**What to work on:** Everything from the line with "each like (731,260)." to the end of the data should be restated word for word, and nothing before it.

**Provided entries:**
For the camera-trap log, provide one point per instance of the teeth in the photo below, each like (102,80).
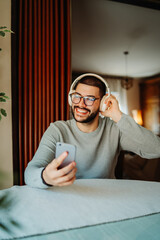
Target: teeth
(82,110)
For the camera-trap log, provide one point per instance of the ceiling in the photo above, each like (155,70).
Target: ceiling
(102,30)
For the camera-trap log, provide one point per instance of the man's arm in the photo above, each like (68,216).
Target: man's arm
(133,137)
(42,171)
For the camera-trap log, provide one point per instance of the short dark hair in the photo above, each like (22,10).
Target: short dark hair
(93,81)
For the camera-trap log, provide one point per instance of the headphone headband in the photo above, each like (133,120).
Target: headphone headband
(85,75)
(90,75)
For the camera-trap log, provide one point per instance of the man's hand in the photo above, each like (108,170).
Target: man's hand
(60,177)
(112,109)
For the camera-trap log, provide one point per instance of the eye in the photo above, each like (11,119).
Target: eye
(90,99)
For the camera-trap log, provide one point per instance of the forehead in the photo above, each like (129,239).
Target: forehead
(85,90)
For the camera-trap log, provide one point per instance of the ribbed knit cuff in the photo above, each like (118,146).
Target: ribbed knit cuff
(44,180)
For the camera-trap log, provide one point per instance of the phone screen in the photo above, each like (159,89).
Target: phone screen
(63,147)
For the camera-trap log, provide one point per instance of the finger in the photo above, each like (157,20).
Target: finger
(58,161)
(67,183)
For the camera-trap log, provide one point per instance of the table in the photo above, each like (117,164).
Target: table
(89,209)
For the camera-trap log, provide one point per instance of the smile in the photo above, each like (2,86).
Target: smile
(81,111)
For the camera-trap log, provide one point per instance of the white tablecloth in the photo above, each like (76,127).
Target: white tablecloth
(85,203)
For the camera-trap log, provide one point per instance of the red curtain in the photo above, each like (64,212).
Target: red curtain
(44,70)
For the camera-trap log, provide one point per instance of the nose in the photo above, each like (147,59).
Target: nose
(82,103)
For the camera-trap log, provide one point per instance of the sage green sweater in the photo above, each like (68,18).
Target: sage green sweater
(97,152)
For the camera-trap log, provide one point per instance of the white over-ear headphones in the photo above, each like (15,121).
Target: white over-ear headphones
(102,104)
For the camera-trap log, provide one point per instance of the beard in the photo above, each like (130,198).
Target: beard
(88,119)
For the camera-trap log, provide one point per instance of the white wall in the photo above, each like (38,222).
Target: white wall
(133,97)
(6,167)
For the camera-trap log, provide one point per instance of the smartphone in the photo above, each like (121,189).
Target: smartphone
(65,147)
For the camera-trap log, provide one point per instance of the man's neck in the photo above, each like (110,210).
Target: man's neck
(88,127)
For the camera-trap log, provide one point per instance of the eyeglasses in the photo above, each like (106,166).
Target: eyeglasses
(88,101)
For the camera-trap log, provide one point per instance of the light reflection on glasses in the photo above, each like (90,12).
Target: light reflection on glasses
(88,101)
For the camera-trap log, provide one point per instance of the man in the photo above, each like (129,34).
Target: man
(98,140)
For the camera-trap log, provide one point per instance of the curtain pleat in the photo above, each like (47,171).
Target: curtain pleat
(44,70)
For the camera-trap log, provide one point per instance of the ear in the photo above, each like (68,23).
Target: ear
(69,97)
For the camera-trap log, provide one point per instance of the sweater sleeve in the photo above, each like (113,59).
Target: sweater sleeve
(138,139)
(43,156)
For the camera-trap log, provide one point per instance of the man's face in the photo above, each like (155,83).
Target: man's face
(81,112)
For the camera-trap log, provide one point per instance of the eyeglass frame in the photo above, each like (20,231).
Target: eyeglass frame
(84,98)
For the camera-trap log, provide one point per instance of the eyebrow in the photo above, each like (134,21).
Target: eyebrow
(86,95)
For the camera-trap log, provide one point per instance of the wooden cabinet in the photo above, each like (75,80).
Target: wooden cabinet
(150,104)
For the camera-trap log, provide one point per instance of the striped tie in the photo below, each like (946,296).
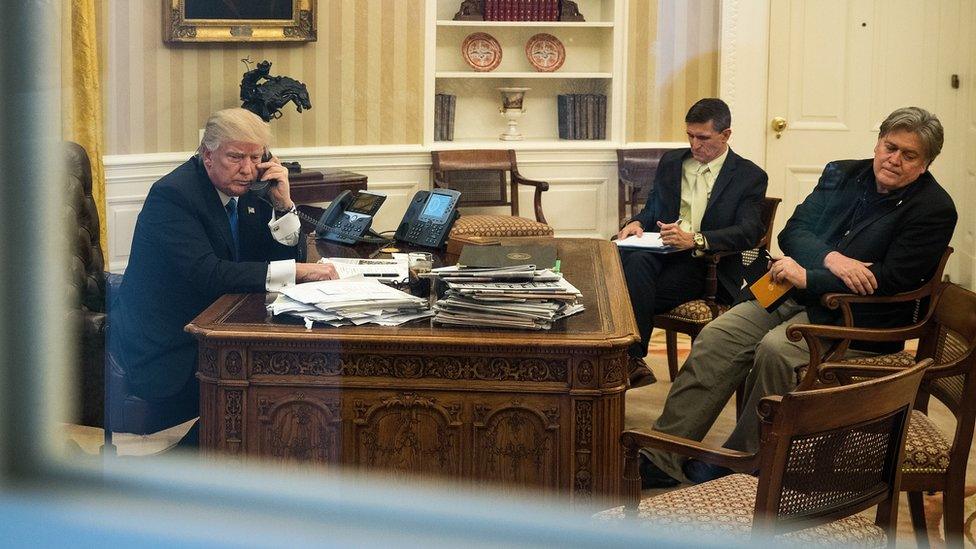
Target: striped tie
(232,217)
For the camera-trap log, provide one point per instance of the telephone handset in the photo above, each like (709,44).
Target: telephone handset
(349,216)
(258,187)
(429,218)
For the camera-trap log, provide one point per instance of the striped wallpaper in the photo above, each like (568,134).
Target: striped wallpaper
(364,74)
(672,62)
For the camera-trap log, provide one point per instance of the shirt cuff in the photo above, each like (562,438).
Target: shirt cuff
(286,229)
(281,274)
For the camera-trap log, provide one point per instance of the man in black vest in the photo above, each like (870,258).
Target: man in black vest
(704,197)
(874,226)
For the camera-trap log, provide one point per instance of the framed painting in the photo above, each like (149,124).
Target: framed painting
(239,21)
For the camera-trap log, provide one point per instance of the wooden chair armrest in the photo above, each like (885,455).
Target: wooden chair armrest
(796,332)
(439,183)
(840,337)
(742,462)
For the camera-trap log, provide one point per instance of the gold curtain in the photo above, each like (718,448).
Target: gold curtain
(81,95)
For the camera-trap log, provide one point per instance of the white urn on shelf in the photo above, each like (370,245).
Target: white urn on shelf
(512,110)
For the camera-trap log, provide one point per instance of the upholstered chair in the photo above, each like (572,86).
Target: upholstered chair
(935,461)
(824,458)
(488,178)
(87,281)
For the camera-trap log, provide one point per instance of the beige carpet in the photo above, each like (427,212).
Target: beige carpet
(644,405)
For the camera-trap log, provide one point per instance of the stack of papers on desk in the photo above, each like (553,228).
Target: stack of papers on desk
(349,301)
(384,270)
(510,297)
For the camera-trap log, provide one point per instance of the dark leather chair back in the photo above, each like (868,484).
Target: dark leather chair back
(635,177)
(87,279)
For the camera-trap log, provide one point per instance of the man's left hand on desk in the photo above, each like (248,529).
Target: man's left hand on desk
(672,235)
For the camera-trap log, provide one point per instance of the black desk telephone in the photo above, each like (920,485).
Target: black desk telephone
(429,218)
(349,216)
(427,222)
(346,220)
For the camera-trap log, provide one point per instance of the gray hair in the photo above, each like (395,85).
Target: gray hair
(920,122)
(234,125)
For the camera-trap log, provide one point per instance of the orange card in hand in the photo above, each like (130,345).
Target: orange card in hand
(770,294)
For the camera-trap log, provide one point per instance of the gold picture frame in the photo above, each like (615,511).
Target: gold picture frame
(238,21)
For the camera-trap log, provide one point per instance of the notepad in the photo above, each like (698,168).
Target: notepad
(770,294)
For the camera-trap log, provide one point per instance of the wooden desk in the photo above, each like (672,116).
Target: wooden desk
(542,409)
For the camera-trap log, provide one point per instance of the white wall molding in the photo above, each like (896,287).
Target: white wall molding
(744,73)
(581,202)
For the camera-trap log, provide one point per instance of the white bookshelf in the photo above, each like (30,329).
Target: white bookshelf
(594,64)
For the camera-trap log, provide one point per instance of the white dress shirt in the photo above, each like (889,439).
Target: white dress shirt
(286,230)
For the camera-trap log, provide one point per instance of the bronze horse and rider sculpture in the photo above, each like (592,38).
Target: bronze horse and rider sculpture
(266,98)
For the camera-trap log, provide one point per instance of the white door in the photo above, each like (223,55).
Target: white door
(838,67)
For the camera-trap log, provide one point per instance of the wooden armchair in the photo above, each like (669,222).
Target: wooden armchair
(489,178)
(691,317)
(87,282)
(934,462)
(823,459)
(635,178)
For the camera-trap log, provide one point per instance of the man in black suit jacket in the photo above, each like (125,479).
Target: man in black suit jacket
(200,235)
(704,197)
(870,226)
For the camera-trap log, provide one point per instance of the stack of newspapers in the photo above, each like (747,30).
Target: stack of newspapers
(504,297)
(349,301)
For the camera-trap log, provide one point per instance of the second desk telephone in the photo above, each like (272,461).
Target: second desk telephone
(429,218)
(349,216)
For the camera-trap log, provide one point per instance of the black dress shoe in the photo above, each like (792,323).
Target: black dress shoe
(698,471)
(639,374)
(653,477)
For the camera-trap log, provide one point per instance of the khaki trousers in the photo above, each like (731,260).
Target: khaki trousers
(746,343)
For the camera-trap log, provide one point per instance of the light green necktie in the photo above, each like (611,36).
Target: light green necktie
(699,198)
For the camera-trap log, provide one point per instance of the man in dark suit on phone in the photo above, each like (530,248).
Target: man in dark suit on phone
(704,198)
(200,235)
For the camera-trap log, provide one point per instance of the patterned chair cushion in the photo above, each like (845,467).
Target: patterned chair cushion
(901,359)
(499,225)
(926,448)
(725,506)
(696,312)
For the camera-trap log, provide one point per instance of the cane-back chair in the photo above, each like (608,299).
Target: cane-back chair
(691,317)
(934,461)
(487,178)
(823,459)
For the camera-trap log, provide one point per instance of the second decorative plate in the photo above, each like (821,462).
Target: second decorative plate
(545,52)
(481,51)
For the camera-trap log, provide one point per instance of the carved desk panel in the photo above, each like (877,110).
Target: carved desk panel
(521,408)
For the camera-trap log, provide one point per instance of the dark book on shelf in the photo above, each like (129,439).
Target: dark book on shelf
(444,117)
(451,102)
(563,116)
(579,120)
(491,10)
(601,117)
(543,256)
(591,120)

**Answer to this problem:**
For the camera-trap log, provide one point per instance of the khaki trousers in the photo above, each like (731,260).
Target: khaki trousers
(746,343)
For the camera-trap log, provide one point per instance of the light green necktie in the photo above, each like (611,36).
Target: light green necktie
(699,198)
For the camera-trap log, provide one point per instance of the man in dark suit on phone in the photo above, each like (530,248).
Target: man in dark suit on phone
(704,198)
(200,235)
For the camera-trap log, provide one point per instance of the patterned chair cushion in the photo above, each like (845,467).
Target: patterned chair cushion
(901,359)
(499,225)
(926,448)
(725,506)
(696,312)
For the camera-trap log, provide one point per instance of the cane-back chair in the photo above, each like (608,299).
Target: cane-back chair
(691,317)
(934,461)
(487,178)
(823,459)
For the camera-trap log, provide one point per instance of the second decorative plate in the photo above, each like (821,462).
Target: second decorative plate
(545,52)
(481,51)
For the camera-trap log, provide one point per instance of the carved desk panel in the photo above, each like (877,110).
Target: carved desk panel
(521,408)
For the camera-trap log, provide one point per instance of the dark book on shelf in the photo above, each like (129,439).
Target: dark book on shelf
(444,117)
(451,102)
(563,116)
(579,120)
(491,10)
(601,117)
(543,256)
(591,120)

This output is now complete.